The Lord had blessed Egypt because He shows no partiality when it comes to good and evil (Romans 2:9-11). But now that Egypt had forgotten Joseph’s God, his God sent Moses and Aaron to repossess all of the good things that He had given to them at Joseph’s hand. The fertility of the land and the womb was destroyed by the plagues, and the glory of its silver, gold, and raiments was given to the Israelites as plunder.

Likewise, when the nation of Israel finally came to take possession of the Promised Land, the use of the sword was not unjust. The nations of Canaan had been warned by Abraham that their inheritance would be given to these sons of Shem. Melchizedek submitted to this decree and endorsed Abraham as a spiritual “son.” But Melchizedek’s eventual successor, Adonizedek, went to war against Israel and was destroyed.

The reason that “all flesh”—as well as all the plunder—in the city of Jericho was devoted to God (herem) was because this vengeance was His. And the Lord had made it clear that if Israel sinned in the same way as the Canaanites, they would suffer the same fate. Again, He would show no partiality.

Context

The warnings in the Law of Moses are the context of the biblical prophets, whom God sent to Israel as repo men. While God always held the Gentile nations accountable for their sins, the nation that He had set apart to teach them was subject to stricter judgment, and its rulers even more so (James 3:1; Psalm 82). If Israel would not be blessed by God to teach the nations of God’s goodness, then Israel would be cursed by God as an example of His severity (Romans 11:22).

- **WHAT IS REQUIRED**
Please answer these questions about the passage on Egypt, Canaan and Israel, one line each:
1. What was given to the Israelites as plunder from Egypt?
2. Who was Melchizedek's eventual successor, and what became of him?
3. What does the passage call the prophets God sent to Israel?

- **RECORD LIST**

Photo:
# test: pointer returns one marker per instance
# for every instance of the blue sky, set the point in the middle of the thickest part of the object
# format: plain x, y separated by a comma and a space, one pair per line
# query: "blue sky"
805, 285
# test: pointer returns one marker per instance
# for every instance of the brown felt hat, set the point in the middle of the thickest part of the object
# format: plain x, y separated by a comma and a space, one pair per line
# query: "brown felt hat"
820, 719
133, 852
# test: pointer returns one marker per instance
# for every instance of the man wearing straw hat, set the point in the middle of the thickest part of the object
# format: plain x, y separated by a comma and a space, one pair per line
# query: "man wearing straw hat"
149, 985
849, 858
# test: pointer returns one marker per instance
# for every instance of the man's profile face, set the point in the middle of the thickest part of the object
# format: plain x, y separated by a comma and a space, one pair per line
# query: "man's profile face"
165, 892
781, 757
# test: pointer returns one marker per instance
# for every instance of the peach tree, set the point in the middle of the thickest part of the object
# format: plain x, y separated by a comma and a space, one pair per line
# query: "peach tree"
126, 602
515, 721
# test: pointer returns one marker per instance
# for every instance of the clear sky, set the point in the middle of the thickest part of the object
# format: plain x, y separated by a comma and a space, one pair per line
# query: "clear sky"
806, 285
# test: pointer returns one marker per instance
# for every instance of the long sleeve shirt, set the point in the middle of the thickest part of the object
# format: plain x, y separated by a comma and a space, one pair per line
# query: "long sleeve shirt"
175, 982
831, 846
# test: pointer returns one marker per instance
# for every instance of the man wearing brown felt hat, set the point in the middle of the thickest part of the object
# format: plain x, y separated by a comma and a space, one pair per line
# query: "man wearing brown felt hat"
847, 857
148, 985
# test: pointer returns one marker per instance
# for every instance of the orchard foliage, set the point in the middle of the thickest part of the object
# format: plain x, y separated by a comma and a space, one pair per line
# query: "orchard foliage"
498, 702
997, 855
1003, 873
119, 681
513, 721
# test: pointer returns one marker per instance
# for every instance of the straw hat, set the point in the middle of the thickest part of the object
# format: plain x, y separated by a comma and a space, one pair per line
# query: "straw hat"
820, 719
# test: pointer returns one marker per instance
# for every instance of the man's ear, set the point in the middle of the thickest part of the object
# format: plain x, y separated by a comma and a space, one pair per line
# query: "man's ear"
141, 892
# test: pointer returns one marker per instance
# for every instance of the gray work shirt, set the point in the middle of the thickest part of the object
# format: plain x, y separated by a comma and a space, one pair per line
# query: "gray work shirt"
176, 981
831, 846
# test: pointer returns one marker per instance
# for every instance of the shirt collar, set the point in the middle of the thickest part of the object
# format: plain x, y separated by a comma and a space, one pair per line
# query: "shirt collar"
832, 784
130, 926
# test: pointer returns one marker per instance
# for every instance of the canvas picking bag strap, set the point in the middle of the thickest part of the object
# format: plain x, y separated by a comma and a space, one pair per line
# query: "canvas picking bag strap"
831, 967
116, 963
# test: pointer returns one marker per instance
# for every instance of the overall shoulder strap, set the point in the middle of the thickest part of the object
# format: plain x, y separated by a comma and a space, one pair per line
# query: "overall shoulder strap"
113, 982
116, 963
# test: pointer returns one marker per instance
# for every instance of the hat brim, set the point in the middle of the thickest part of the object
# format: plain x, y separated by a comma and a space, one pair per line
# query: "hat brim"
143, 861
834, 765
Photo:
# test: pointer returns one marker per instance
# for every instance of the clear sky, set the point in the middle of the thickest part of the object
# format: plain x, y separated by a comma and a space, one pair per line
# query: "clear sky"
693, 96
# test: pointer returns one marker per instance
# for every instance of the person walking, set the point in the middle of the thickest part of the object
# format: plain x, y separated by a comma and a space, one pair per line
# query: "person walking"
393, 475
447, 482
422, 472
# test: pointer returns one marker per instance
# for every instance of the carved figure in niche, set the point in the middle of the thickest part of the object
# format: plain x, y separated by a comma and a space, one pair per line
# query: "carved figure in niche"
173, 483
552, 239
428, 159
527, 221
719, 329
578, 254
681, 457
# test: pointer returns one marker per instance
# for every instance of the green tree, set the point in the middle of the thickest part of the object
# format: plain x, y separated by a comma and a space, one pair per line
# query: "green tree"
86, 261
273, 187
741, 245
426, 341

- **EXERCISE RESPONSE**
1. The glory of Egypt's silver, gold, and raiments.
2. Adonizedek, who went to war against Israel and was destroyed.
3. Repo men.